[Start of Stored data]

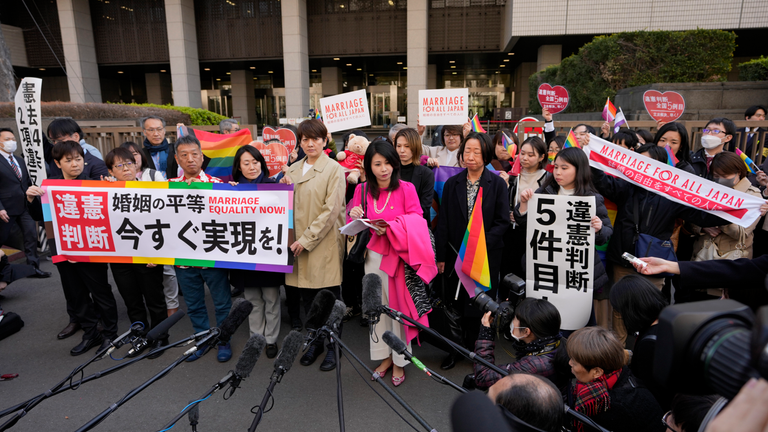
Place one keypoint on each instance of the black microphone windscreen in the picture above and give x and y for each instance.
(394, 342)
(371, 293)
(241, 308)
(162, 328)
(474, 412)
(320, 310)
(337, 314)
(291, 347)
(250, 355)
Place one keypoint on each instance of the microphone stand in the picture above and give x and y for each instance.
(391, 392)
(104, 414)
(400, 318)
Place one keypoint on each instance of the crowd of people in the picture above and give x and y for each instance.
(603, 371)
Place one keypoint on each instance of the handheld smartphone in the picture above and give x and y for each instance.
(633, 259)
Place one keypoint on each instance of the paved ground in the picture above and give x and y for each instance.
(304, 401)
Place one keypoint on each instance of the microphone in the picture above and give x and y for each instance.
(399, 347)
(372, 297)
(318, 314)
(155, 333)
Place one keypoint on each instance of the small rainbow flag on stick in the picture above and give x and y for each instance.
(476, 126)
(571, 140)
(671, 158)
(747, 161)
(472, 262)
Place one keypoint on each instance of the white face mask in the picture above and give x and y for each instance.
(710, 141)
(9, 146)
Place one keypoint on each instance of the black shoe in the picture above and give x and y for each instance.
(449, 362)
(312, 354)
(329, 363)
(86, 345)
(68, 331)
(272, 350)
(39, 274)
(158, 344)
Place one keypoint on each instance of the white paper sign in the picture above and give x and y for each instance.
(29, 122)
(345, 111)
(561, 254)
(443, 107)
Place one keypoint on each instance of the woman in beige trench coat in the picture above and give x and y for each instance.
(318, 213)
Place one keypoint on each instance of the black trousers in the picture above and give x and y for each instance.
(81, 282)
(28, 230)
(142, 290)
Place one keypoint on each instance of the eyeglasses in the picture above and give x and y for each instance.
(666, 425)
(713, 132)
(124, 165)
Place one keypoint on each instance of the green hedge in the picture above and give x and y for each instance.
(754, 70)
(611, 63)
(197, 116)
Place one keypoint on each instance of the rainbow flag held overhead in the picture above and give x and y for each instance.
(748, 162)
(671, 158)
(476, 126)
(472, 265)
(609, 111)
(571, 140)
(220, 149)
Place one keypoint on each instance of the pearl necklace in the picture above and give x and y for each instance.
(385, 204)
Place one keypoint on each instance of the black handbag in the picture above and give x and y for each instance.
(357, 251)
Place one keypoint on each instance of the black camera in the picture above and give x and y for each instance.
(713, 346)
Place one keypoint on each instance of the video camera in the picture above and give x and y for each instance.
(712, 346)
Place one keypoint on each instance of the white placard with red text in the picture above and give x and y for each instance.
(443, 107)
(345, 111)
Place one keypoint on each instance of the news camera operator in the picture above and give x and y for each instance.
(538, 345)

[End of Stored data]

Written task.
Transcribe every entry word for word, but omit the pictures.

Task answer.
Place one keypoint on each instance of the black microphone windscreen in the picture above and give x and y for each instance.
(394, 342)
(371, 293)
(241, 308)
(162, 328)
(474, 412)
(320, 310)
(337, 314)
(291, 347)
(250, 355)
Place one keypoint on each instance of the microphone stand in the picture above and give x and y for each instance.
(391, 392)
(104, 414)
(400, 318)
Place one keypoint on each instance of the crowd of people in the picture above and give x and y for each instance.
(603, 371)
Place one keypoint on each instance of the handheld smartphone in the picture above and give x and y for each instance.
(633, 259)
Place one keypoint on each instance of the paved ground in the picture above and give x and y for each instance.
(304, 401)
Place one keypoint on each instance of the microphone in the picture above and give x and y for each instance.
(399, 347)
(372, 297)
(318, 314)
(155, 333)
Place one keypoint on each instance of the small rainbow flag on stick in the picture above and give x and y for each instance.
(476, 126)
(571, 140)
(671, 158)
(747, 161)
(472, 262)
Place one keypoint on each instance of the white face mask in the picture above and give x and y for each instance.
(710, 141)
(9, 146)
Place one keypoint on each instance of the black shoe in the picture above and give x and y for each instance.
(449, 362)
(312, 354)
(329, 363)
(86, 345)
(68, 331)
(272, 350)
(39, 274)
(158, 344)
Place one keypoint on each instance of the white paper sign in the picture above and give x and y for each instance.
(29, 122)
(345, 111)
(561, 254)
(443, 107)
Place one keypoint on each instance of the woman in beige trench coat in the picture above and give x and y for each instance.
(318, 213)
Place one keypoint on each instance of the black trousers in the picture above and give x and y for each instance.
(81, 282)
(28, 230)
(142, 290)
Place one keypoint on each instance of the eyeglasses in the picture above and give x and y for each instance.
(666, 425)
(713, 132)
(124, 165)
Place one keypoint on each instance of the green hedge in the picture above and give x and y for each instance.
(754, 70)
(611, 63)
(197, 116)
Place one keypoint on each instance of the rainbow flag held overhead in the picture above and give x and y for each instance.
(748, 162)
(671, 158)
(476, 126)
(472, 265)
(609, 111)
(571, 140)
(220, 149)
Place one keypoint on each instance of the pearl necklace in the picture above and give x and y for each instance.
(385, 204)
Place one keypoint on each instance of the black handbag in the picture above and give x and y for each instance.
(357, 251)
Place one keypoint on each instance of the black camera in the picture above and give x and y for each instance.
(713, 346)
Place one keypoint on each instance of the video camera in the picture above and give x and y for each instance.
(712, 346)
Place one keypoint on each instance of the white placard with red text in the picture above and give x and y for each instance.
(443, 107)
(345, 111)
Place one keypoint on each instance of the news camera operator in the picture above and give x and y for each instance.
(538, 345)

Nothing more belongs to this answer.